• Your goal
Retype the entries exactly, keeping every line intact.

• Given records
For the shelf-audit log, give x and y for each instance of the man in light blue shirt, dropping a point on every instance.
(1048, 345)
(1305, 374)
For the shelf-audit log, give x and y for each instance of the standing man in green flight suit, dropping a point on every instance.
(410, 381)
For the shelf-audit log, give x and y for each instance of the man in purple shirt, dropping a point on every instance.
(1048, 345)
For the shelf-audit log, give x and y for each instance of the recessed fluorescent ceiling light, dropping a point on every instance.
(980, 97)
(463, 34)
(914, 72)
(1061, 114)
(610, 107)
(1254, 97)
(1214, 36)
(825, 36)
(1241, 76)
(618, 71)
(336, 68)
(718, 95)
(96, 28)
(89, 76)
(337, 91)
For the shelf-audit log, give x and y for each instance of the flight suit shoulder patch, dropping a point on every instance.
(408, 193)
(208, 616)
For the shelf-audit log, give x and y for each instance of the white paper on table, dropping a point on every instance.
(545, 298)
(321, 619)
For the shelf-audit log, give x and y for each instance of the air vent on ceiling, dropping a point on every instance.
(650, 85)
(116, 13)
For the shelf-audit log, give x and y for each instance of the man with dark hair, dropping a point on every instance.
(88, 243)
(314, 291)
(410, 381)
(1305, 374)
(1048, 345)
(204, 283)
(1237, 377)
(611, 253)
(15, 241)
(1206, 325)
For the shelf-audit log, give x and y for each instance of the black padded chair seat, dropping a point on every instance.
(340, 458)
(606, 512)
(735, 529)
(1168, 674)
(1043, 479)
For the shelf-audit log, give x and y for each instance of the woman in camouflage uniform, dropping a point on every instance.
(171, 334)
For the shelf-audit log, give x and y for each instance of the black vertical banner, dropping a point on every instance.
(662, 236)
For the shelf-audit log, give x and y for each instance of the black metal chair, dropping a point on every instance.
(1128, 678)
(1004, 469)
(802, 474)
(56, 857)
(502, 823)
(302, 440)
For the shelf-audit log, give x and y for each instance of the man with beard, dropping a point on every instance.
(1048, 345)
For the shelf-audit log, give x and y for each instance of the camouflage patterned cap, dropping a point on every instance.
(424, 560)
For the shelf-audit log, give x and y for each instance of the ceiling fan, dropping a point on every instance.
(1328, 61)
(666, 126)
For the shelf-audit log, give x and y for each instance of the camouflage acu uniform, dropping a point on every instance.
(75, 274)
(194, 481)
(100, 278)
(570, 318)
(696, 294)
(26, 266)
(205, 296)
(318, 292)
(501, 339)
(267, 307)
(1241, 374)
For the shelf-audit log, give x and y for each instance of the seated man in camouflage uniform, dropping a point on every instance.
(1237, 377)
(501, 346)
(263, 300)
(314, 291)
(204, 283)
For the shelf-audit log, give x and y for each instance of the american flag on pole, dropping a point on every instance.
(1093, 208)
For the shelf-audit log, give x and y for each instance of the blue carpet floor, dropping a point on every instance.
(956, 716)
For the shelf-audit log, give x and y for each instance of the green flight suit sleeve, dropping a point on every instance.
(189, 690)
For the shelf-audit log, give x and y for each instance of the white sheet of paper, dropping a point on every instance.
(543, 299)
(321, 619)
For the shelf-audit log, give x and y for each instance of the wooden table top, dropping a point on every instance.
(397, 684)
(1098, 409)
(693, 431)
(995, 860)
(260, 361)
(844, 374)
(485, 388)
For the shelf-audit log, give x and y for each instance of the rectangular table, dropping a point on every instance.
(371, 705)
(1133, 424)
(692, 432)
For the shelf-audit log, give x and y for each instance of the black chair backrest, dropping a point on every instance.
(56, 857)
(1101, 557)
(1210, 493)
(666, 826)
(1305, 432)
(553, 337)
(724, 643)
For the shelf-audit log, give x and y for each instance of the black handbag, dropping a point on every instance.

• Exercise output
For the shelf-audit log, give x and y for each instance of the man in light blue shirt, dropping a point on every instance.
(1048, 345)
(1305, 374)
For the shelf-audit log, give x and y for each instance of the standing man in green flight suit, dropping a point on every instance.
(410, 381)
For the shelf-audit log, give x and y for each instance of the man in purple shirt, dropping a point on every instance.
(1048, 345)
For the shelf-audit log, give x and y for each instance of the recessed fluorescent ceiling light, dropping a point on every instance.
(980, 97)
(463, 34)
(914, 72)
(1061, 114)
(610, 107)
(1254, 97)
(1214, 36)
(825, 36)
(1241, 76)
(618, 71)
(336, 68)
(718, 95)
(96, 28)
(89, 76)
(337, 91)
For the shelf-audit log, give x and y for each instance of the flight suit shoulder patch, dropping a point on every instance.
(408, 193)
(208, 616)
For the shelf-audit log, give x and y for each instance of the white paper on table, dropping a point on every instance.
(545, 298)
(321, 619)
For the shelf-audit log, give x and y for each instance of the air vent on ceiling, dropping a point on every instance.
(650, 85)
(116, 13)
For the shelf-audit log, give x and y for each instance of the man with dark hair, dropping a point on every instance.
(88, 243)
(314, 291)
(410, 381)
(1305, 374)
(1048, 345)
(204, 283)
(1237, 377)
(611, 253)
(15, 241)
(1206, 325)
For the shelf-audit log, give x and y for each instance of the black padded chair seat, dropping a point on every instance.
(340, 458)
(606, 512)
(735, 529)
(1168, 674)
(1043, 479)
For the shelf-audit log, give x and y for each instance of the woman in camouflage uniform, dropping a point on every instance.
(171, 334)
For the shelf-audit log, give x and y for each instance of the black vertical banner, dropping a point on every instance.
(662, 236)
For the shelf-audit log, give x and y for each instance of the black metal chair, dropping a point on every instance.
(1128, 678)
(1004, 469)
(802, 474)
(56, 857)
(502, 823)
(302, 440)
For the shelf-audit log, give x and y for each instance of the man with beard, dropping a point on every instance.
(1048, 345)
For the shelf-audit log, give x and y for each instance of the camouflage patterned cap, dropping a point on every instance.
(424, 560)
For the shelf-audit log, give x and y for each instance of the ceiling fan, dropping a point on every instance.
(1328, 61)
(666, 126)
For the shelf-audit log, give x and y for each instance of the camouflage acu uniform, dropping a point on every instance.
(75, 274)
(194, 481)
(100, 278)
(570, 318)
(696, 294)
(26, 266)
(205, 296)
(318, 292)
(501, 339)
(267, 307)
(1241, 374)
For the shelf-audit log, give x and y for each instance of the seated man in camouflage uniform, dropping a point on every instance.
(1237, 377)
(501, 346)
(263, 300)
(314, 291)
(204, 283)
For the shelf-audit log, give x and y for each instance of the american flag on pole, dropping a point on every instance.
(1093, 208)
For the shelf-audit log, give x and y for each instance of the blue carpet floor, dropping a point on every instance.
(956, 716)
For the shelf-audit log, give x and y for each instance of the green flight suit sleeve, dropping a point on every instance.
(189, 690)
For the shelf-audit log, give x and y for each instance of the white sheet of paper, dropping a point on every instance.
(543, 299)
(321, 619)
For the shelf-audit log, give x and y for each instance of the wooden table top, dropping a point on every instance.
(397, 684)
(1098, 409)
(693, 431)
(995, 860)
(260, 361)
(844, 374)
(485, 388)
For the shelf-audit log, give x and y for each instance of the rectangular table, dropping a point on every instance.
(371, 705)
(1133, 424)
(692, 432)
For the shelf-audit log, give x and y for each instance of the black chair backrest, dropping a point on every instance.
(56, 857)
(1101, 557)
(1210, 493)
(666, 826)
(1305, 432)
(553, 337)
(724, 643)
For the shelf-audit log, give x and y for each instance of the black handbag, dropping a point on every instance.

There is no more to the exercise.